■ Requests:
**a.** Please say whether each statement agrees with the observatory text, answering yes or no and quoting the words of the text that decide it. (i) The Schmidt telescope at Brorfelde measures 77 centimeters and dates from 1966. (ii) The observatory's operating staff are still based at Brorfelde. (iii) The naming citation for 3309 Brorfelde was published in 1987.
**b.** Quote the observatory text word for word, everything from "Instruments" down to "September 1987 ().".

■ Selected excerpt:
____
Brorfelde Observatory (; obs. code: 054) is an astronomical observatory located in Brorfelde near Holbæk, Denmark. It is home to the Brorfelde Schmidt Telescope and was run as a branch of the Copenhagen University Observatory until 1996. It still has telescopes that are used by University of Copenhagen students, but the operating staff moved to the Rockefeller Complex in Copenhagen.

Brorfelde Observatory and Brorfelde was a part of a Danish advent calendar running in 2012, and 2019 on DR1 - a Danish national TV channel.

Instruments  

The 77-centimetre Schmidt telescope from 1966 at Brorfelde Observatory was originally equipped with photographic film. An engineer is here showing the film-box, which was then placed behind the locker at the center of the telescope (at the telescope's prime focus).

Honors 

The Hungaria asteroid 3309 Brorfelde was discovered at, and named for the observatory. It was its first minor planet discovery. The naming citation was published by the Minor Planet Center on 7 September 1987 ().
____
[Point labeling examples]
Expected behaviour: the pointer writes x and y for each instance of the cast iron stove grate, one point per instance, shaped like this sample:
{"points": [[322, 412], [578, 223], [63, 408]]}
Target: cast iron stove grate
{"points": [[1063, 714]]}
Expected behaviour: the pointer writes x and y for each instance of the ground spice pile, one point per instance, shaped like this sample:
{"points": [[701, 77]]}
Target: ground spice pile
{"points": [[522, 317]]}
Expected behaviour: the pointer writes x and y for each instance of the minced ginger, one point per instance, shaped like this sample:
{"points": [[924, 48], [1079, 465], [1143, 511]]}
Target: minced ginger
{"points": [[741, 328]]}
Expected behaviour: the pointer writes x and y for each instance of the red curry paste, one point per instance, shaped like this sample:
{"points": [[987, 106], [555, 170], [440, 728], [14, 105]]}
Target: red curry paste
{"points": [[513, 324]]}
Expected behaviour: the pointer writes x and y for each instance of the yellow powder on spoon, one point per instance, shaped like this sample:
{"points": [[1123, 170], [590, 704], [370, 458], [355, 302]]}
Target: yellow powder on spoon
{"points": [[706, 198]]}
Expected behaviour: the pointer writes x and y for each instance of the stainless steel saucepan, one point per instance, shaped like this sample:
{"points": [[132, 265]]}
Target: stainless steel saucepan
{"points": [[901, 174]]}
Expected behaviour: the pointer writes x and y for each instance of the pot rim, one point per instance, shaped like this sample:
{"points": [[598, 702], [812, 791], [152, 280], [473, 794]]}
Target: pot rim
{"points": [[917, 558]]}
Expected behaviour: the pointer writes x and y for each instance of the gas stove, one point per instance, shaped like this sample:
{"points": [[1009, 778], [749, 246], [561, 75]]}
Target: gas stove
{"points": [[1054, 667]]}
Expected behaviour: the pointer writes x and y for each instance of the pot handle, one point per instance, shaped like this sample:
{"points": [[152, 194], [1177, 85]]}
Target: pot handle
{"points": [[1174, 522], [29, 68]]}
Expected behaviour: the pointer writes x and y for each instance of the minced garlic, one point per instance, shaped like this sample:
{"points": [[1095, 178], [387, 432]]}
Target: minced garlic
____
■ Correct answers:
**a.**
(i) Yes: "The 77-centimetre Schmidt telescope from 1966 at Brorfelde Observatory"
(ii) No: "the operating staff moved to the Rockefeller Complex in Copenhagen"
(iii) Yes: "The naming citation was published by the Minor Planet Center on 7 September 1987"

**b.**
Instruments  

The 77-centimetre Schmidt telescope from 1966 at Brorfelde Observatory was originally equipped with photographic film. An engineer is here showing the film-box, which was then placed behind the locker at the center of the telescope (at the telescope's prime focus).

Honors 

The Hungaria asteroid 3309 Brorfelde was discovered at, and named for the observatory. It was its first minor planet discovery. The naming citation was published by the Minor Planet Center on 7 September 1987 ().